What to produce — Transcribe only what runs from the line including "In the image provided above, does any shaded" through the last line of the entries, exactly as it appears.

Extracted records

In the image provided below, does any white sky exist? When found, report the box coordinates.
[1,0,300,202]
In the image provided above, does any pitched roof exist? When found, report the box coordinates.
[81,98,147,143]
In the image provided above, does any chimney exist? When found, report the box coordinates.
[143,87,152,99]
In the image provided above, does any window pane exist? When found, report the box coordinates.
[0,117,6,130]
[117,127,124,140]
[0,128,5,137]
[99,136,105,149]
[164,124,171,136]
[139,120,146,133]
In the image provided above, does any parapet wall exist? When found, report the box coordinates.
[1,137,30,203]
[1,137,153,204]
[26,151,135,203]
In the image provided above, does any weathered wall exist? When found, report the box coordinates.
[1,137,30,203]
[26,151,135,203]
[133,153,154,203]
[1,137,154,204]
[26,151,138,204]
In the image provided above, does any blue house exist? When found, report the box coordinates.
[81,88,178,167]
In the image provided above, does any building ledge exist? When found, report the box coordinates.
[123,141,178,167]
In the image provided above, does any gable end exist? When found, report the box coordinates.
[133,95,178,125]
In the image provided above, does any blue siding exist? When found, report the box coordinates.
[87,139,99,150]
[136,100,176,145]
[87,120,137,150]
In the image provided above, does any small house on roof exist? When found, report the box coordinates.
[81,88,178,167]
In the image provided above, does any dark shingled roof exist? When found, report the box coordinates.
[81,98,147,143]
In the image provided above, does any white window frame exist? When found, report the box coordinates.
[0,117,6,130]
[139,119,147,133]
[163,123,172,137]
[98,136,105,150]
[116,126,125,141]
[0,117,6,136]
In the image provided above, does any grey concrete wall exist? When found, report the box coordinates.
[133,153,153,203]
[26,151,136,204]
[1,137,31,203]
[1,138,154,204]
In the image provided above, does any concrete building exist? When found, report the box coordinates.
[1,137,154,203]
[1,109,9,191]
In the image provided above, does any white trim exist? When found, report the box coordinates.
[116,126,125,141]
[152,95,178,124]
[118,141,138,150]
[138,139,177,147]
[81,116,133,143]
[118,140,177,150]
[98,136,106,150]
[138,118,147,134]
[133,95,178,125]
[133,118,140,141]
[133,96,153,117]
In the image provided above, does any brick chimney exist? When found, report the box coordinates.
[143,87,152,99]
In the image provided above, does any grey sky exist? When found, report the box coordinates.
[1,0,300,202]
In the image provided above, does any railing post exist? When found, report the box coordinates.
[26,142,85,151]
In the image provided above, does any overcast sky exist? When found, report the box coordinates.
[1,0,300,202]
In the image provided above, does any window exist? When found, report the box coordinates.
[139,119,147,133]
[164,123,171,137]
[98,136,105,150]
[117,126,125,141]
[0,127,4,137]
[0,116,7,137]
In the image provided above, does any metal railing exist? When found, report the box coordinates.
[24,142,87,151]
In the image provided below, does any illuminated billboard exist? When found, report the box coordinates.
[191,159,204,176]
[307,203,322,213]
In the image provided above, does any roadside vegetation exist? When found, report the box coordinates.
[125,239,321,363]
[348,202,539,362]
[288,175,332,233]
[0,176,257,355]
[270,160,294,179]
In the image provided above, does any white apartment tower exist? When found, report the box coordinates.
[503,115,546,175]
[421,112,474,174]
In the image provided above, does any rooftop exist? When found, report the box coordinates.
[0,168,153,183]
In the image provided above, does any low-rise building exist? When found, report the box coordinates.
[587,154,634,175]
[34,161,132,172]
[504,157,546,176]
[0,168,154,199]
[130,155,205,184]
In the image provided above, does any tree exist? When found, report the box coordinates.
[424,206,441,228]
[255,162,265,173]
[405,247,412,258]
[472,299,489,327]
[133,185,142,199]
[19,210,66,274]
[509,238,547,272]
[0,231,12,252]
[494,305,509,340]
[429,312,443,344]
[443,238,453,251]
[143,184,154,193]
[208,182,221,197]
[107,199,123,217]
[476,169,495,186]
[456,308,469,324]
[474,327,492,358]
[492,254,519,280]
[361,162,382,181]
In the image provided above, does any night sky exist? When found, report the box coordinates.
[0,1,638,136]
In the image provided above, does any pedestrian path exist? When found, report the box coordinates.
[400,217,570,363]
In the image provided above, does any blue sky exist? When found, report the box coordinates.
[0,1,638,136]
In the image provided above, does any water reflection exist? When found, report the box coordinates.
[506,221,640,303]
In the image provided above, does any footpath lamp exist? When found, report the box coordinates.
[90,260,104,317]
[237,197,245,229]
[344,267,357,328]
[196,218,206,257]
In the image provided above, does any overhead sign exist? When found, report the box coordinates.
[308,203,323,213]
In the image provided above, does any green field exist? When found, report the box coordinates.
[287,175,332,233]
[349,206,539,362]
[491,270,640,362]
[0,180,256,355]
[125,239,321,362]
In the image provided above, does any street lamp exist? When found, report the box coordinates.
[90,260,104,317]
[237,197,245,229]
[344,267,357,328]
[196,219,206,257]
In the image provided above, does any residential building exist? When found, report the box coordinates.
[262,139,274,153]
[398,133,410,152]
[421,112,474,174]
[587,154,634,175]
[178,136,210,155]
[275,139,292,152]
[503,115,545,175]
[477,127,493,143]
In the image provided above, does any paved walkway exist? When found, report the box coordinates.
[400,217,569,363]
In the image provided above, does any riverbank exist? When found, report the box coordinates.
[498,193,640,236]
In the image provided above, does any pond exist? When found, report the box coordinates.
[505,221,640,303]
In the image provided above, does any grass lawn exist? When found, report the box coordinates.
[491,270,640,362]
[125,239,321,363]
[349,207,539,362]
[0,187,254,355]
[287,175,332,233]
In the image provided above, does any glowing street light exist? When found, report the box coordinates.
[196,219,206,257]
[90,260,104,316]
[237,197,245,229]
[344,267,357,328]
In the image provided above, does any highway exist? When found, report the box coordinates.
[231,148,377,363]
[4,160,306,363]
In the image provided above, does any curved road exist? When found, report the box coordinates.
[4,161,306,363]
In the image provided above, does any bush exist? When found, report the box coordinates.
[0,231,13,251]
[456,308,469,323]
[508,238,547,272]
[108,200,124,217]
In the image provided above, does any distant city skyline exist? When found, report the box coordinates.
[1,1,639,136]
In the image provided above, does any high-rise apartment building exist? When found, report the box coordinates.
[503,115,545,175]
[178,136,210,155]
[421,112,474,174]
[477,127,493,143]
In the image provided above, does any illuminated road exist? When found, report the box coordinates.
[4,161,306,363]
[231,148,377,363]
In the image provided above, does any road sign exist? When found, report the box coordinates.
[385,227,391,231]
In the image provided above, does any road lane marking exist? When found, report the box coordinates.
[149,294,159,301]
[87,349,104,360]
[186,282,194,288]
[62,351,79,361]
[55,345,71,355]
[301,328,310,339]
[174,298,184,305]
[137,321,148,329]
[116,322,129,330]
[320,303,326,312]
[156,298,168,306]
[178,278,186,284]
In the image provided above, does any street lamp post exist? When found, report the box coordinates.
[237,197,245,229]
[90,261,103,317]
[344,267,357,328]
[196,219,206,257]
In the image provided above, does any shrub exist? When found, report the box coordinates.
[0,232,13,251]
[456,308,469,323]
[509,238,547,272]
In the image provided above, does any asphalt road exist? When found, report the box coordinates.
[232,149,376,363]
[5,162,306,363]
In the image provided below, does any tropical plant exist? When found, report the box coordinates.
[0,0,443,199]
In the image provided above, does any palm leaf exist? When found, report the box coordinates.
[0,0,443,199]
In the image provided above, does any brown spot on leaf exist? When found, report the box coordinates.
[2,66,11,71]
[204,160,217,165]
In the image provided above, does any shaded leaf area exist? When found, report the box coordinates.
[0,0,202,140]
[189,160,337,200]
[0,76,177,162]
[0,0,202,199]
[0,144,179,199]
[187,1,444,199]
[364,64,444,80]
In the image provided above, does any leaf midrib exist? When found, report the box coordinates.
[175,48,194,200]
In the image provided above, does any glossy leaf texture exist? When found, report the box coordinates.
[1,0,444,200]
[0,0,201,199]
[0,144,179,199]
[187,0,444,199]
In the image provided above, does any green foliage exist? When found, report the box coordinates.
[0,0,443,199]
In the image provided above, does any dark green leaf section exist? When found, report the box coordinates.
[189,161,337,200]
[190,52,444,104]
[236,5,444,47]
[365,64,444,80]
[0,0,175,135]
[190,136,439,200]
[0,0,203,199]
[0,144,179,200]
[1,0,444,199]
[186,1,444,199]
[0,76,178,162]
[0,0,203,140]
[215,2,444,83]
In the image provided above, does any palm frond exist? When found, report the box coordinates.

Answer to this exercise —
In the image provided above, does any shaded leaf area exist? When found, report the box coordinates.
[0,0,202,140]
[189,160,337,200]
[0,76,177,162]
[0,0,202,199]
[0,144,179,199]
[187,1,444,199]
[364,64,444,80]
In the image provided above, does any leaf midrib exist? When found, report the box coordinates.
[175,48,194,200]
In the image provided above, does any glossy leaf texture exist? When found, report the box coordinates.
[1,0,444,200]
[0,0,201,199]
[0,144,179,199]
[187,0,444,199]
In the image provided above, does any green foliage exist? When found, report the box coordinates.
[0,0,443,199]
In the image provided above, does any dark green leaf section exist? When found, report the box coordinates.
[189,161,337,200]
[190,52,444,104]
[236,5,444,47]
[365,64,444,80]
[0,0,175,135]
[190,136,439,200]
[0,0,203,199]
[0,144,179,200]
[1,0,444,199]
[186,1,444,199]
[0,76,178,162]
[0,0,203,140]
[215,2,444,83]
In the image provided above, does any palm frond exist? When found, report the box coordinates.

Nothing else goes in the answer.